* [Jobs]
**a.** In the developer notes, which single book is recommended for someone who will buy only one book on developing Eclipse plug-ins?
**b.** Show each line of the entries that includes the word "truck".

* [Document excerpt]
◇ ◇ ◇ ◇

Developer Notes

2. A Little Reading

Pliny is developed using the plugin model adopted by Eclipse. To understand how to develop a plugin requires a significant amount of knowledge about aspects of the Eclipse platform that is quite different from Sun/Java's own technologies such as AWT, Swing and Applets. In the sections below we introduce some of the basic concepts, and provide some suggested readings for followup:

I largely avoid speaking of printed resources here, but if you are prepared to purchase only one book on developing plug-ins for Eclipse, you should try Eric Clayberg and Dan Rubel's Eclipse: Building Commercial-Quality Plug-ins (Addison Wesley). If you are prepared to buy two books, I would suggest also purchasing Matthew Scarpino et al's book SWT/JFace in Action (Manning) which, as well as providing a very good grounding in SWT and JFace provides an two extended appendices a very good introduction to draw2d and GEF as well.

Why Plugins?

◇ ◇ ◇ ◇

* [Extracted records]

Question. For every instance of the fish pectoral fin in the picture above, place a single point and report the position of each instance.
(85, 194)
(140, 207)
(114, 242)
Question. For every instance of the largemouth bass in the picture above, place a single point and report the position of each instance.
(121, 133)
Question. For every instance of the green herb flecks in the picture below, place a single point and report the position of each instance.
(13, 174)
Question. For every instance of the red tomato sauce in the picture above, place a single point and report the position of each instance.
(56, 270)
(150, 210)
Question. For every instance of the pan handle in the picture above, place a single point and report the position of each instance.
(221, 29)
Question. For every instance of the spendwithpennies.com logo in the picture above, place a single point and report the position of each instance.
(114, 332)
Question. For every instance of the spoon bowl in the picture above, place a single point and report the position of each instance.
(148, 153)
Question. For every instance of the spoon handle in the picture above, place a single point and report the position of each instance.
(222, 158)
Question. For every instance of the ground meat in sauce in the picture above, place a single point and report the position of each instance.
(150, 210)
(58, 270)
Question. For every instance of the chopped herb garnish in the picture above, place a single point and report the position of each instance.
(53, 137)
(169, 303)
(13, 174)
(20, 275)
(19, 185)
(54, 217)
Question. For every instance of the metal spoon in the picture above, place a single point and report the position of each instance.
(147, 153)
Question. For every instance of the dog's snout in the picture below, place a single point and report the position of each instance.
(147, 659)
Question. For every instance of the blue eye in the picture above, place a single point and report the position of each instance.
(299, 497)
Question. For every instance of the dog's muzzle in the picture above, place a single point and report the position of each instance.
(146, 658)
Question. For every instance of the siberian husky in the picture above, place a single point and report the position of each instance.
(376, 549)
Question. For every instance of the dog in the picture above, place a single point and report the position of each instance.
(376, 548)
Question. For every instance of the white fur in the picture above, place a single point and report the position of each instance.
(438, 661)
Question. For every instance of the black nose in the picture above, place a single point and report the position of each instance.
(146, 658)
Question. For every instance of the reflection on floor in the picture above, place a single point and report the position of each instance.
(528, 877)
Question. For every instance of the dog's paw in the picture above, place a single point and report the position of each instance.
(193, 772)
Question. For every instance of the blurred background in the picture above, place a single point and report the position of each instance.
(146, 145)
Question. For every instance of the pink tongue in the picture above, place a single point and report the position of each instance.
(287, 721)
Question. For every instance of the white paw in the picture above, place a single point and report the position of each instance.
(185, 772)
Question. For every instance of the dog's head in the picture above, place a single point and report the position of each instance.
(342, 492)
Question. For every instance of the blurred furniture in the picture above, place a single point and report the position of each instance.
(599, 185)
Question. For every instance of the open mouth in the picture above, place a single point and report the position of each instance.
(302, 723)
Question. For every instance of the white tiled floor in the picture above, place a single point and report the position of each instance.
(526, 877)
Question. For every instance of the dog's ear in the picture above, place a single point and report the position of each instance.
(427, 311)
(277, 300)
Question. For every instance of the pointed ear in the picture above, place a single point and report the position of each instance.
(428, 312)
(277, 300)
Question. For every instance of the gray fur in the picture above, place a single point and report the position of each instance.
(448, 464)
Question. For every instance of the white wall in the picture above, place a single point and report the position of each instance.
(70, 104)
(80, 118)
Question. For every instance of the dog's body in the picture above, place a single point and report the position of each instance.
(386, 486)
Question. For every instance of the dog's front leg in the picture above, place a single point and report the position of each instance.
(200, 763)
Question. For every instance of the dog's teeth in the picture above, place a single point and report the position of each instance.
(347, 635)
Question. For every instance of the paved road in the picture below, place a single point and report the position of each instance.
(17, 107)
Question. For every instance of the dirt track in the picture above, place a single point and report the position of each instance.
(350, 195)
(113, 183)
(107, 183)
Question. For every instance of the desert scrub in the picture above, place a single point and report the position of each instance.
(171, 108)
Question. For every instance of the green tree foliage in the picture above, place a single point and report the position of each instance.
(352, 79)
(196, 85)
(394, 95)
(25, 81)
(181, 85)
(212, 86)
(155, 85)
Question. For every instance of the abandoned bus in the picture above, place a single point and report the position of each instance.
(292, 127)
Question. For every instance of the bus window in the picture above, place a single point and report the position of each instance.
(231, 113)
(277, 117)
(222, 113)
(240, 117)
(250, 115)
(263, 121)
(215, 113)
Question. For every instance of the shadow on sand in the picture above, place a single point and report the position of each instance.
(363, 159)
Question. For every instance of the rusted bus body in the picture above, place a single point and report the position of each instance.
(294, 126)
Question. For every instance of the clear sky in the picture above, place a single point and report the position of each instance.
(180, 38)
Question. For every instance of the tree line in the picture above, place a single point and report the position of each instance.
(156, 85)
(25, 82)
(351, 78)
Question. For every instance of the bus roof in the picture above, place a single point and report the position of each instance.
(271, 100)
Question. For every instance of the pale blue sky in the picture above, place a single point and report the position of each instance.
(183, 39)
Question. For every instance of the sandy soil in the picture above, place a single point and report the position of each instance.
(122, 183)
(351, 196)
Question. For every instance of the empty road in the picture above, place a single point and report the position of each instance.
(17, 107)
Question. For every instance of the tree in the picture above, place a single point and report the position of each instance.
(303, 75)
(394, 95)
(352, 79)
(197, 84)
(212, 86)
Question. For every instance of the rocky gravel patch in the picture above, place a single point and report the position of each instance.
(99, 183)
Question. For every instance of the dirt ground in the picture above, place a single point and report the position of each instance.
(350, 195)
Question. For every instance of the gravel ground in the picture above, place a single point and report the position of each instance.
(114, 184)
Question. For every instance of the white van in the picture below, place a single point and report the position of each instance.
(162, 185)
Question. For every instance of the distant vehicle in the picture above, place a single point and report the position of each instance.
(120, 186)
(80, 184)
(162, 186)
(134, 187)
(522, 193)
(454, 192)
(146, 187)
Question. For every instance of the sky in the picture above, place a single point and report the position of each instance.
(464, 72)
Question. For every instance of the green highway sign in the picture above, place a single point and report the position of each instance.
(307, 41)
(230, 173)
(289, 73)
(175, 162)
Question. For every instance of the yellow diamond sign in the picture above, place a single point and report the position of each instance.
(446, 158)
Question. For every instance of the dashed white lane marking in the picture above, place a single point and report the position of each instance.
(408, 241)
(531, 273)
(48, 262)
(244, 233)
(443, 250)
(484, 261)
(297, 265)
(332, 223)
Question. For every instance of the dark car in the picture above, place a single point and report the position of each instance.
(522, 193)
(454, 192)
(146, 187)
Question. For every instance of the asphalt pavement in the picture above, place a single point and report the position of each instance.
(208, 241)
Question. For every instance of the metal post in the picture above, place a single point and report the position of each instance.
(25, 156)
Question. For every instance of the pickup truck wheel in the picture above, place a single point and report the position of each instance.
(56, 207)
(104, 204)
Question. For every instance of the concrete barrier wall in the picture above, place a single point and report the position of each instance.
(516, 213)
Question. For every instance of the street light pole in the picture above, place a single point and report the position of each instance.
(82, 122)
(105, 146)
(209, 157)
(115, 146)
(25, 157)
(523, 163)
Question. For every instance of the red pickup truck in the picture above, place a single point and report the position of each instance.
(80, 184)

◇ ◇ ◇ ◇

* [Answers per task]
**a.** Eric Clayberg and Dan Rubel's Eclipse: Building Commercial-Quality Plug-ins (Addison Wesley).

**b.**
Question. For every instance of the pickup truck wheel in the picture above, place a single point and report the position of each instance.
Question. For every instance of the red pickup truck in the picture above, place a single point and report the position of each instance.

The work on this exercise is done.